Text excerpt -
Superman on Television

Supergirl: Episode Reviews

Season 1 - Episode 12: "Bizarro"

Reviewed by: T.A. Ewart (aka liheibao)

Season 1, Episode 12 'Bizarro' Originally Aired: February 1, 2016
WRITTEN BY: Roberto Aguirre-Sacasa and Rachel Shukert
DIRECTED BY: John Showalter

Melissa Benoist (Kara Danvers/Supergirl)
Calista Flockhart (Cat Grant)
Chyler Leigh (Alex Danvers)
Mehcad Brooks (James Olsen)
David Harewood (Hank Henshaw)
Jeremy Jordan (Winslow "Winn" Schott)

Jenna Dewan-Tatum (Lucy Lane)
Peter Facinelli (Maxwell Lord)
Blake Jenner (Adam)

Hope Lauren (Bizarro)
Michael Albala (Doctor)
Carly Nykanen (Employee #1)
Nick Jaine (Employee #2)
Kent Shocknek (Newscaster)

4Rating - 4 (out of 5): The biggest concern in reviewing Supergirl for this reviewer, is how to tackle an episode that isn't enjoyable. Thus far, Supergirl has provided solid and consistent entertainment, and has steadily, progressively improved with every episode, with the exception of "Blood Bonds," and still has much room to grow. The biggest detraction heaved on the show is to dismiss it as "Superman in a skirt". The statement isn't without some credence, as like Mary Marvel before her, Supergirl was introduced as a female counterpart to an already established male hero i.e. we've got the whole demo covered. Although, Supergirl could easily be pigeonholed in such a manner, the show, much like Sterling Gates and Jamal Igle's excellent run on the comic book, has firmly established Kara as her own person, a character as heroic as her cousin, Superman, but still different, with concerns and day-to-day doings that aren't the mirror image of the Man of Tomorrow. Similarities will exist, and these are for obvious reasons, but those likenesses bond Supergirl to a greater story, dynasty, and destiny. So, when we see Bizarro make an appearance on Supergirl, the knee-jerk reaction would be to voice how the show is taking Superman's rogues for her. Well, of course, that is the truth... but they are doing it so well.

What you need to do - Can you reproduce, word for word, the passage of the Supergirl episode review starting at "Supergirl: Episode Reviews" and ending at "Brooks (James Olsen)"?

Provided material -
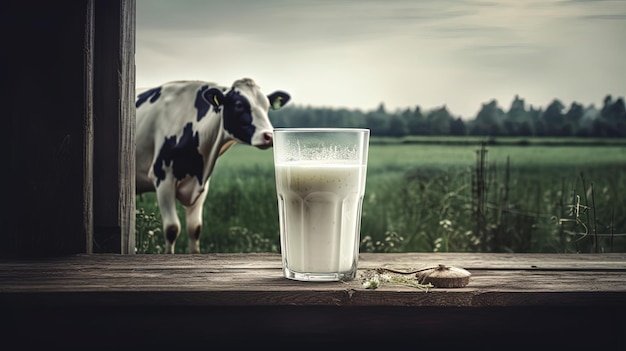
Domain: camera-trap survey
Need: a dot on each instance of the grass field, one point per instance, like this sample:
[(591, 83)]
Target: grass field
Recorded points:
[(428, 194)]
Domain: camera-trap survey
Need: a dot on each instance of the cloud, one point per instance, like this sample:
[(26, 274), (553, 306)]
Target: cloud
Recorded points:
[(404, 53)]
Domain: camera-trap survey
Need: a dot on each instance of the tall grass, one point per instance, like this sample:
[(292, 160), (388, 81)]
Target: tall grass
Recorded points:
[(433, 198)]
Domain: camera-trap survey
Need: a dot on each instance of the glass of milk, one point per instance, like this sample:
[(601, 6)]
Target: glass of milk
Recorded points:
[(320, 183)]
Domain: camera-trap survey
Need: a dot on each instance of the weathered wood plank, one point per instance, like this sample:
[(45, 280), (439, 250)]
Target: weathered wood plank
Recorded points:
[(555, 301), (256, 279)]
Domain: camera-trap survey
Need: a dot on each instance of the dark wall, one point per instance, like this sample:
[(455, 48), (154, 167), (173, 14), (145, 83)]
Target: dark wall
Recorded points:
[(46, 95)]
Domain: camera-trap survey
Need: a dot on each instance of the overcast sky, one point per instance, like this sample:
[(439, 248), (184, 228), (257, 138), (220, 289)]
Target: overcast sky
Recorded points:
[(403, 53)]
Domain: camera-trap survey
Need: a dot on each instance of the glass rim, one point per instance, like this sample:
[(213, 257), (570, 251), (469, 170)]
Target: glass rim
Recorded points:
[(321, 129)]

Solution to the exercise -
Supergirl: Episode Reviews

Season 1 - Episode 12: "Bizarro"

Reviewed by: T.A. Ewart (aka liheibao)

Season 1, Episode 12 'Bizarro' Originally Aired: February 1, 2016
WRITTEN BY: Roberto Aguirre-Sacasa and Rachel Shukert
DIRECTED BY: John Showalter

Melissa Benoist (Kara Danvers/Supergirl)
Calista Flockhart (Cat Grant)
Chyler Leigh (Alex Danvers)
Mehcad Brooks (James Olsen)